_What you will do_
Word for word, repeat all of the entries below.

>>

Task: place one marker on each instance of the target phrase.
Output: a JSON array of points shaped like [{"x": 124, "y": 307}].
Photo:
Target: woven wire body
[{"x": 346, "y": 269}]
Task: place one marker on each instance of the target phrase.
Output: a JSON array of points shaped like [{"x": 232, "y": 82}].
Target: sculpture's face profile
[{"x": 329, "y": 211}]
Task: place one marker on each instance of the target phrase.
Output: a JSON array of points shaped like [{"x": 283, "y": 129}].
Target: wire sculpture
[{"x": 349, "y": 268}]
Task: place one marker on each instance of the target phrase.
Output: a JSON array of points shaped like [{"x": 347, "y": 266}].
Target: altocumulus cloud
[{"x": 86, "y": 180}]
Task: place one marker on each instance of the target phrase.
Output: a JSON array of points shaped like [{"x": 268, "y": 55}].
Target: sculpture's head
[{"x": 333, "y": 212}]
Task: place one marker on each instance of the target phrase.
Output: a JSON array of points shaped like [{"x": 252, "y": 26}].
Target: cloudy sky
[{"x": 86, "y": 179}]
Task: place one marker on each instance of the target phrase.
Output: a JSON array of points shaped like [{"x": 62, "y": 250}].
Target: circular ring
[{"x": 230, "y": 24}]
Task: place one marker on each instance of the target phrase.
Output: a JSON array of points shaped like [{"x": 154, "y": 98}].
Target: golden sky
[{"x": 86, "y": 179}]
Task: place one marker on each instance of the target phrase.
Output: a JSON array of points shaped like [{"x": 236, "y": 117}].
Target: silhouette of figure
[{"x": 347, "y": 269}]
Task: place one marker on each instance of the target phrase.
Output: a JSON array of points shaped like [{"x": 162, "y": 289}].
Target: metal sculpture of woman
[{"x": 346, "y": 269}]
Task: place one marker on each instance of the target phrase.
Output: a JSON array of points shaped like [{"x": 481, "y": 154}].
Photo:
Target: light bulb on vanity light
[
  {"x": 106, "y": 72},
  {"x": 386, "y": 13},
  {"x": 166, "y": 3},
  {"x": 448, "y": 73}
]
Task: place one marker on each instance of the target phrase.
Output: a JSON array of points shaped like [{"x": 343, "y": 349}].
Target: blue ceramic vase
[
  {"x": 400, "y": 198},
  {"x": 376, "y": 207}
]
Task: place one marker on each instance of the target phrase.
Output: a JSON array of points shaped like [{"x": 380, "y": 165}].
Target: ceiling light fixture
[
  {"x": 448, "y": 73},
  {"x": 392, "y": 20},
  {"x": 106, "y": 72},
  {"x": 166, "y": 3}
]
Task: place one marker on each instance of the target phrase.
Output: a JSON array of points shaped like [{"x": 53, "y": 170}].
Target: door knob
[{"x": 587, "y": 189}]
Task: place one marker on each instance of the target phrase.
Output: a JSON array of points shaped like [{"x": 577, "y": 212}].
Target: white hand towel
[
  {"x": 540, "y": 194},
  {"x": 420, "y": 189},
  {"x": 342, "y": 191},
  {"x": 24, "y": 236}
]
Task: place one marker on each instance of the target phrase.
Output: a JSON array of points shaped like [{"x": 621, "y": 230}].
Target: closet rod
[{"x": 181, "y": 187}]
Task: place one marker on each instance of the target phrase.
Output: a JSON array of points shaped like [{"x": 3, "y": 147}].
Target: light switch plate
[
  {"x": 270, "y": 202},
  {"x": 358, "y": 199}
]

<<

_Reply to the task_
Task: place one marker on each instance of the target phrase.
Output: a JSON array of points shaped like [{"x": 124, "y": 307}].
Photo:
Target: woven wire body
[{"x": 346, "y": 269}]
Task: place one marker on each instance of the target phrase.
Output: a JSON array of points shaped like [{"x": 232, "y": 82}].
Target: sculpture's face profile
[{"x": 329, "y": 211}]
Task: place one marker on each instance of the target phrase.
Output: a JSON array of points shaped like [{"x": 283, "y": 129}].
Target: wire sculpture
[{"x": 349, "y": 268}]
Task: place one marker on each instance of the target phrase.
Output: a JSON array of points shaped like [{"x": 347, "y": 266}].
Target: altocumulus cloud
[{"x": 86, "y": 180}]
Task: place one marker on each instance of the target phrase.
Output: a JSON array of points shaped like [{"x": 268, "y": 55}].
Target: sculpture's head
[{"x": 333, "y": 212}]
Task: place one marker on each instance of the target phrase.
Output: a JSON array of points shaped like [{"x": 252, "y": 26}].
Target: cloudy sky
[{"x": 86, "y": 179}]
Task: place one marker on each instance of the target phrase.
Output: a JSON array of points shaped like [{"x": 62, "y": 250}].
Target: circular ring
[{"x": 230, "y": 24}]
Task: place one marker on each instance of the target phrase.
Output: a JSON array of points shaped like [{"x": 154, "y": 98}].
Target: golden sky
[{"x": 86, "y": 179}]
Task: place one marker on each instance of the target phrase.
Output: a JSON array of points shaped like [{"x": 236, "y": 117}].
Target: silhouette of figure
[{"x": 347, "y": 269}]
Task: place one marker on each instance of the target phrase.
Output: a JSON array of points shaped like [{"x": 162, "y": 289}].
Target: metal sculpture of woman
[{"x": 346, "y": 269}]
Task: place one marker on each instance of the target phrase.
Output: a JSON array of points shaped like [{"x": 481, "y": 154}].
Photo:
Target: light bulb on vanity light
[
  {"x": 106, "y": 72},
  {"x": 386, "y": 13},
  {"x": 166, "y": 3},
  {"x": 448, "y": 73}
]
Task: place one marker on each instance of the target phrase.
Output: a JSON array of points shaped like [{"x": 343, "y": 349}].
Target: blue ceramic vase
[
  {"x": 400, "y": 198},
  {"x": 376, "y": 207}
]
Task: place one marker on each instance of the target phrase.
Output: a JSON array of points shaped like [{"x": 380, "y": 165}].
Target: ceiling light fixture
[
  {"x": 448, "y": 73},
  {"x": 392, "y": 20},
  {"x": 106, "y": 72},
  {"x": 166, "y": 3}
]
Task: place one marker on each instance of the target phrase.
Output: a JSON array of points shaped like [{"x": 53, "y": 170}].
Target: door knob
[{"x": 587, "y": 189}]
Task: place one marker on each instance of the target phrase.
Output: a JSON array of points shaped like [{"x": 577, "y": 212}].
Target: white hand towel
[
  {"x": 540, "y": 194},
  {"x": 420, "y": 189},
  {"x": 342, "y": 191},
  {"x": 24, "y": 236}
]
Task: place one marker on each instance of the target phrase.
Output: a JSON array of points shaped like [{"x": 621, "y": 230}].
Target: closet rod
[{"x": 181, "y": 187}]
Task: place one marker on each instance of the target phrase.
Output: a JSON array of points shaped like [{"x": 3, "y": 147}].
Target: light switch plate
[
  {"x": 270, "y": 202},
  {"x": 358, "y": 199}
]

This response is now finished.